● Work to complete
Transcribe every entry below word for word, preserving each line and its order.

● Recorded data
________________

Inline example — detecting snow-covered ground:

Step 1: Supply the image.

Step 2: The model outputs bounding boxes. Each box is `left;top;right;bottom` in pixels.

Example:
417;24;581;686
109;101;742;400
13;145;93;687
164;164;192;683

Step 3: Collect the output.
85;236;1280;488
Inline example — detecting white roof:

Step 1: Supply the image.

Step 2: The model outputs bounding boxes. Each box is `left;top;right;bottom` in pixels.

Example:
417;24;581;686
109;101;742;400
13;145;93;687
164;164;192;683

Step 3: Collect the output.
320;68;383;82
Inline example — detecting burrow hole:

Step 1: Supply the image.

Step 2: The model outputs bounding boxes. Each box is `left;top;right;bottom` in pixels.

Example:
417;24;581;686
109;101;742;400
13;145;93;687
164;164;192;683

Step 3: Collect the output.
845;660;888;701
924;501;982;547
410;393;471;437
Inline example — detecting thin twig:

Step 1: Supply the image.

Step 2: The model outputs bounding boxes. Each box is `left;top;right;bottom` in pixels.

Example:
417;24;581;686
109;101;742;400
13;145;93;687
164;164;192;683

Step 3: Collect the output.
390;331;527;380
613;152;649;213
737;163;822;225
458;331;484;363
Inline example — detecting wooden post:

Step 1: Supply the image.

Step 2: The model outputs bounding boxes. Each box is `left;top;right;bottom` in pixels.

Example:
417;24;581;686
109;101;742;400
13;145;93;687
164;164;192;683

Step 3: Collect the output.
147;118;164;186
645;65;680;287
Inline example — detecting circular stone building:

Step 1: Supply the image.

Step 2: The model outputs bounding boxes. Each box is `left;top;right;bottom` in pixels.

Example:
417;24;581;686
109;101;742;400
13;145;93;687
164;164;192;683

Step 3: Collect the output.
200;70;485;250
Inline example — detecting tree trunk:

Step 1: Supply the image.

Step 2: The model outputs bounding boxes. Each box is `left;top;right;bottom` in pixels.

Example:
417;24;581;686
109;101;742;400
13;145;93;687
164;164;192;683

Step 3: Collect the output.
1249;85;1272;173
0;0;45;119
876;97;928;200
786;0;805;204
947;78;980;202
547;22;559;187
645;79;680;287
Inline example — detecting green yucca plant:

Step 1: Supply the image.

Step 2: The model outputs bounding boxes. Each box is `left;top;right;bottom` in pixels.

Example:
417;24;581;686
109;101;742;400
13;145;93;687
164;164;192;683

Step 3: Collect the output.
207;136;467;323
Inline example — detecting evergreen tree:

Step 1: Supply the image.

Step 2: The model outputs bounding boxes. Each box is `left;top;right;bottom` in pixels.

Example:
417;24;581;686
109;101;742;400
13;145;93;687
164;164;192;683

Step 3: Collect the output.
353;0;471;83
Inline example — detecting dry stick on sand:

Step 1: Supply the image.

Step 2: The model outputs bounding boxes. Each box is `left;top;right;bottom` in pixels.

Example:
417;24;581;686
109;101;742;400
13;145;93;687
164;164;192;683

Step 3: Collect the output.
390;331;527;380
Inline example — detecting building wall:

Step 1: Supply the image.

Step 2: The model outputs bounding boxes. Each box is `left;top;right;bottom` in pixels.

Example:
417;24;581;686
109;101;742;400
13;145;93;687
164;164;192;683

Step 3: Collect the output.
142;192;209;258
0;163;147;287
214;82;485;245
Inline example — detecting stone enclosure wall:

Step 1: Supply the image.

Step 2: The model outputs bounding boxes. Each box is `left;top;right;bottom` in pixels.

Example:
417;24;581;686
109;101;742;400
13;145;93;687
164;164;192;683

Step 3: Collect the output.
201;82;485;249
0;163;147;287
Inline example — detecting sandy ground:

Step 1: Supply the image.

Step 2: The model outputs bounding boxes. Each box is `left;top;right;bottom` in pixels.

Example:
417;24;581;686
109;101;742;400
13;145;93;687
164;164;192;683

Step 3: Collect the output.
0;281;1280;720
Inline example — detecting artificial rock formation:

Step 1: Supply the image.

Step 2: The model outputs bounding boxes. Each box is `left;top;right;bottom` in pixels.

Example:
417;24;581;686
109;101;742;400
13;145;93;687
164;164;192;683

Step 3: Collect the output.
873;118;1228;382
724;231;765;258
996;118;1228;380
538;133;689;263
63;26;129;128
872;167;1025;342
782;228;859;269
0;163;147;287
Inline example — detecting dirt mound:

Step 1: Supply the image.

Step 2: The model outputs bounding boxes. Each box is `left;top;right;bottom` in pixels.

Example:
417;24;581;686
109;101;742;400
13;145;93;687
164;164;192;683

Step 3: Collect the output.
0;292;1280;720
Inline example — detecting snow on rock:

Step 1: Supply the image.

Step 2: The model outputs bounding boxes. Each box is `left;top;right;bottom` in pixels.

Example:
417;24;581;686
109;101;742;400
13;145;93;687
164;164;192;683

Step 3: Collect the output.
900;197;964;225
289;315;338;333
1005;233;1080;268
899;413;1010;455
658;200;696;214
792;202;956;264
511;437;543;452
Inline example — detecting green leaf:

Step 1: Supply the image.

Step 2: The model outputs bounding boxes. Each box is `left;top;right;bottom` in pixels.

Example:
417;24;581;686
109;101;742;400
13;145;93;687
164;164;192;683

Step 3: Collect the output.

________________

● Correct response
Inline example — detecting snow-covered ground:

Step 1: Supply the image.

Step 2: The model outputs bounding boxes. Each box is `left;top;right;bottom` in pixels.

Example:
417;24;581;686
109;101;742;400
13;145;93;687
164;164;192;683

Step 3: Collect the output.
85;236;1280;488
Inline example — detecting white roof:

Step 1: Supply the image.

Step 2: The model outputs bounding boxes. Each box is `left;top;right;bottom` in pixels.

Example:
417;24;581;686
109;101;742;400
13;145;93;687
164;164;192;683

Step 3: Collect the output.
320;68;383;82
Inline example — detecting burrow hole:

Step 1: Supply the image.

Step 2: The model outputs bounding boxes. Each box is `left;top;right;bottom` in pixels.

Example:
417;24;581;686
109;101;742;400
13;145;93;687
164;164;192;683

Step 3: Collect the output.
845;660;888;701
924;501;982;547
410;393;471;437
Inline example — detecting thin twig:

Step 1: Supply the image.

Step 2: The model outputs bounding boxes. Each box is `left;top;right;bottom` in pixels.

Example:
417;24;581;686
109;101;742;400
13;145;93;687
164;164;192;683

Step 3: Collect the output.
390;331;527;380
613;152;649;213
737;163;822;225
458;331;484;363
Inline example — detecting wooden post:

Step 1: Supply the image.

Step 2: The model outputs bounding boxes. Each box is `left;top;right;bottom` in pixels.

Example:
417;24;581;686
109;101;742;400
13;145;93;687
164;164;192;683

Step 3: Collect the output.
147;118;164;186
645;65;680;287
Inline example — detecting circular stone building:

Step 1: Supply the image.

Step 2: The model outputs bounding boxes. Each box is `left;top;right;bottom` in pixels.

Example:
417;24;581;686
109;101;742;400
13;145;93;687
164;164;192;683

Step 3: Collect the output.
200;70;485;250
Inline example — detecting tree trunk:

Step 1: Supply the image.

Step 2: The model outputs bounding boxes. Each box is `left;top;right;bottom` in pixels.

Example:
417;24;581;686
109;101;742;400
13;145;93;687
164;164;192;683

Step 3: Collect the output.
1249;85;1272;173
0;0;45;119
876;97;928;200
786;0;805;204
947;78;980;202
547;22;559;187
645;79;680;287
Inline example — detecting green yucca plant:

Step 1: Supply the image.

Step 2: The model outputs bounding boxes. Each box is `left;top;right;bottom` in pixels.

Example:
417;24;581;686
109;101;742;400
13;145;93;687
164;164;192;683

Step 3: Collect the output.
207;136;467;323
Inline example — detecting evergreen tree:

Step 1: Supply the image.

Step 2: The model outputs bounding boxes. Each box is `left;top;right;bottom` in pixels.

Example:
417;24;581;686
109;101;742;400
13;145;93;687
164;164;192;683

Step 3: Collect the output.
353;0;471;83
Inline example — detecting dry stick on sand:

Step 1: Supply the image.

Step 2: The model outputs bounding boxes. Each box is `left;top;right;bottom` in pixels.

Example:
417;24;581;686
109;101;742;400
13;145;93;687
164;164;192;683

Step 3: Collect the output.
390;331;527;380
Inline example — detecting building wall:

Step 1: Supply the image.

Step 2: The model outputs bounding boxes. Each box is `left;top;right;bottom` in pixels.

Example:
417;24;581;686
109;101;742;400
13;145;93;687
164;164;192;683

Step 3: Collect the output.
142;192;209;258
0;163;147;287
214;82;485;245
Inline example — detecting stone enclosure wall:

Step 1: Supply the image.

Step 2: The model outputs bounding boxes. Each box is `left;top;right;bottom` in pixels.

Example:
417;24;581;686
109;101;742;400
13;145;93;687
164;164;192;683

Step 3: Collect the output.
201;82;485;249
0;163;147;287
Inline example — detecting sandy ground:

Step 1: Supply the image.

Step 2: The model outputs bounding boxes. Each box is `left;top;right;bottom` in pixels.

Example:
417;24;581;686
109;101;742;400
13;145;93;687
164;164;192;683

Step 3: Collect the output.
0;281;1280;720
Inline example — detecting artificial rock formation:

Step 1: Supply the image.

Step 2: The model outputs bounding boxes. Each box is `left;top;right;bottom` in pixels.

Example:
417;24;581;686
109;101;742;400
13;145;93;687
164;164;192;683

Step 3: Collect the output.
873;118;1228;382
724;231;765;258
996;118;1228;380
538;133;689;263
63;26;129;128
872;167;1025;342
782;228;859;269
0;163;147;287
Inline example — detecting dirt mound:

Step 1: Supply the image.

Step 2: The model outputs bounding boxes. Each box is `left;top;right;bottom` in pixels.

Example:
417;24;581;686
109;101;742;400
13;145;93;687
164;164;192;683

Step 3: Collect the output.
0;292;1280;720
Inline example — detecting snow on rock:

Step 1: Supply the image.

Step 2: The model outputs bounding boxes. Each box is `left;top;right;bottom` in pixels.

Example:
417;24;581;686
109;101;742;400
13;145;93;687
164;164;192;683

Step 3: Collect the output.
900;197;964;225
289;315;338;333
1005;233;1080;268
899;413;1010;455
658;200;696;214
792;202;956;264
511;437;543;452
Inline example — detecting green leaf:

Step 1: Supply the image.

Step 2: The model outputs bounding boxes. Each box is `left;top;right;bottom` in pixels.

Example:
417;24;581;686
109;101;742;400
13;145;93;687
164;164;192;683

Step 3: Collect the output.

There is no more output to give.